— BEGIN TEXT PROVIDED —

Not only do human resources provide the competitive edge, but several recent studies have confirmed that the quality and innovation of HR practices impact business results. These studies were able to draw a correlation between increased quality of HR practices and increased business success. Among other benefits, HR alignment with mission accomplishment increases HR's ability to anticipate its customers' needs, increases the agency's ability to implement strategic business goals, and provides decision-makers with critical resource allocation information.

Finally, HR alignment is a vital process to advance agency accountability. By defining, main­taining, and assessing HRM goals and measures, communicating them throughout the agency, and using the information to make management decisions, agencies are able to ensure that the management of human resources contributes to mission accomplishment and that managers are held accountable for their HRM decisions in support of mission accomplishment.

— END TEXT PROVIDED —

TASKS FOR THIS EXERCISE
1. In the passage on HR alignment, rewrite the part starting with "Finally, HR alignment" and going on through "of mission accomplishment.", changing "mission accomplishment" to "goal achievement" each time it appears.
2. Condense the paragraph of the passage on HR alignment that opens with "Not only do human resources provide" into a shorter version that keeps its main facts.

— BEGIN DATASET EXTRACT —

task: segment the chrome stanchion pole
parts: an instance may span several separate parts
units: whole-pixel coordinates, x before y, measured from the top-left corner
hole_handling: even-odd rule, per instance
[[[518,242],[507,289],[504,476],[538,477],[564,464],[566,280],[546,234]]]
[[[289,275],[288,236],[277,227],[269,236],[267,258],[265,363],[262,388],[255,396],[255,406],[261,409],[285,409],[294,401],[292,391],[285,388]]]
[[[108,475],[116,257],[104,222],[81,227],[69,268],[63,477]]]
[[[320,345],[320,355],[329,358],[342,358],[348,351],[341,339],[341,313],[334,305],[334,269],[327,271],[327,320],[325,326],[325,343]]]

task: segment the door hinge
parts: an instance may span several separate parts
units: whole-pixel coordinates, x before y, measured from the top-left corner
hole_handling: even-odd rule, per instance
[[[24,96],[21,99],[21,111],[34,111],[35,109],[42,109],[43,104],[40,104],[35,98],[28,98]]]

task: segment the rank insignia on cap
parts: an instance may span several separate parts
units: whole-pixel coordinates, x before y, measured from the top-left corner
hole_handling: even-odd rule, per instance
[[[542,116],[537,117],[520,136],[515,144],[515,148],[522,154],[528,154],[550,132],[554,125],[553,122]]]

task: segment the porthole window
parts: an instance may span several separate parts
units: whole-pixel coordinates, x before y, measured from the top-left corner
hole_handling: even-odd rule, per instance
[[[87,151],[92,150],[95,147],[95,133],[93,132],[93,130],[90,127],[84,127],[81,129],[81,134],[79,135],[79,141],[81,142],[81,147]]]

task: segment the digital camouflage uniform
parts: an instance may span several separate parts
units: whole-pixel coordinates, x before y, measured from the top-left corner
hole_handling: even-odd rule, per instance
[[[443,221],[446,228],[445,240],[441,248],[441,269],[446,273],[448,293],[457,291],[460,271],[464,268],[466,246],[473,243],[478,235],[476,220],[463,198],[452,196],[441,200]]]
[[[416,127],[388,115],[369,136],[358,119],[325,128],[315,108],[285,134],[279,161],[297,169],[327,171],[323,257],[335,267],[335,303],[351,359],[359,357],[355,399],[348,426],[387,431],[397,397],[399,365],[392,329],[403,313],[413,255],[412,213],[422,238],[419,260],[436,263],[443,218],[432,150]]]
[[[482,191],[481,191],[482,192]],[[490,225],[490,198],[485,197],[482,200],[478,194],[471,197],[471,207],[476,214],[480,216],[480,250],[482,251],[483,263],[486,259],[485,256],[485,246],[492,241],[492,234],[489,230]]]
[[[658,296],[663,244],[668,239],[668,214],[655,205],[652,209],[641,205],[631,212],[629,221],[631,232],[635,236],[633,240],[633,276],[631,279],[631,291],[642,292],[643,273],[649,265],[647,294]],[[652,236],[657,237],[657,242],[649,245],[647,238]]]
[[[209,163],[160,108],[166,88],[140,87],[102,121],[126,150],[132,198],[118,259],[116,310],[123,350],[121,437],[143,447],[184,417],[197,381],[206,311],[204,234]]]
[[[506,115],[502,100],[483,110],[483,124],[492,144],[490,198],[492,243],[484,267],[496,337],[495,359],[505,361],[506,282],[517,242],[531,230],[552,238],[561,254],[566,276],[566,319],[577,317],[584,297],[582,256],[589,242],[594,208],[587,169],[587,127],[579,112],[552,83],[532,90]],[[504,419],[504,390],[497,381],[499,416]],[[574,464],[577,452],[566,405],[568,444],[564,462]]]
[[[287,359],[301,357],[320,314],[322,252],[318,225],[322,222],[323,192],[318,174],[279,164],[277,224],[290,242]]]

— END DATASET EXTRACT —

PER-TASK OUTPUTS
1.
Finally, HR alignment is a vital process to advance agency accountability. By defining, main­taining, and assessing HRM goals and measures, communicating them throughout the agency, and using the information to make management decisions, agencies are able to ensure that the management of human resources contributes to goal achievement and that managers are held accountable for their HRM decisions in support of goal achievement.

2. Human resources give a competitive edge, and recent studies show that better, more innovative HR practices are linked to greater business success. Aligning HR with mission accomplishment has several benefits. It helps HR anticipate customer needs. It strengthens the agency's ability to carry out strategic business goals. It also gives decision-makers critical information for allocating resources.